The last-minute intervention by the beacon of daily liberalism had saved it
from a takeover by The Independent, which would have folded The Observer
into its own Sunday. The marriage of two like-minded papers seemed to be a
union made in heaven, assuring a continued existence of the title.
The mood soon soured as Peter Preston, editor of The Guardian and chairman of
Guardian Newspapers, drove to Battersea to read editorial staff a lecture
about how everybody would have to tighten their belts if they wanted to keep
their jobs. He sought to underline his point by insisting that senior
figures from The Guardian who accompanied him on the drive to Battersea pile
into his wife’s Renault 5, including myself ? I had been his deputy for five
years and had just been named as next editor of The Observer.

:::::

**REQUIREMENTS**
1) In the passage on The Observer, what car did Peter Preston insist the senior Guardian figures pile into for the drive to Battersea?
2) Copy the passage on The Observer word for word, starting at "The mood soon" and ending at "of The Observer.".
The lines that follow are separate material.

**SOURCE MATERIAL**

:::::

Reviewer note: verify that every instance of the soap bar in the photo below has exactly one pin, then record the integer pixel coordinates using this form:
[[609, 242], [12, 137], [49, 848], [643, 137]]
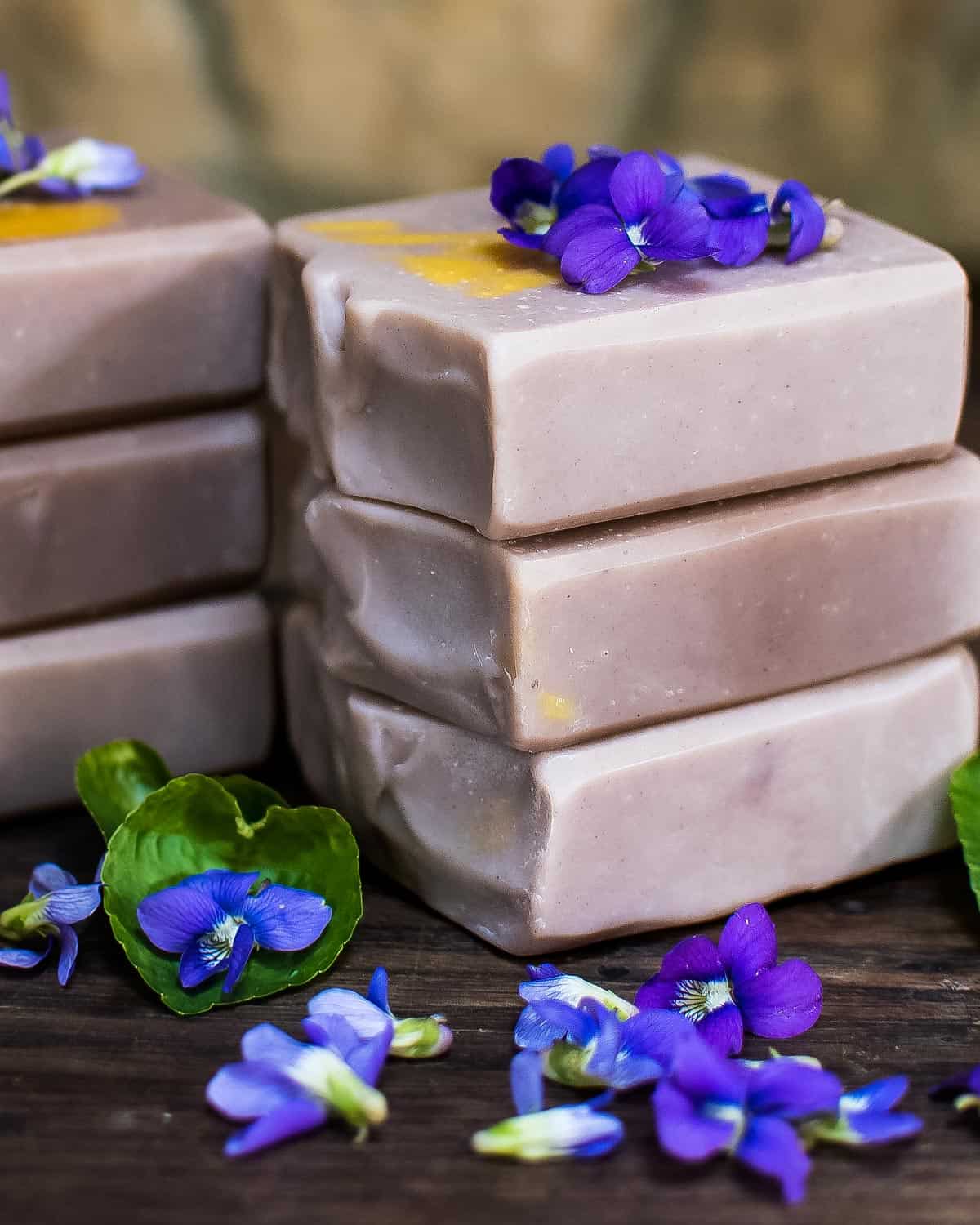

:::::

**EXERCISE SOLUTIONS**
1) His wife's Renault 5.

2)
The mood soon soured as Peter Preston, editor of The Guardian and chairman of
Guardian Newspapers, drove to Battersea to read editorial staff a lecture
about how everybody would have to tighten their belts if they wanted to keep
their jobs. He sought to underline his point by insisting that senior
figures from The Guardian who accompanied him on the drive to Battersea pile
into his wife’s Renault 5, including myself ? I had been his deputy for five
years and had just been named as next editor of The Observer.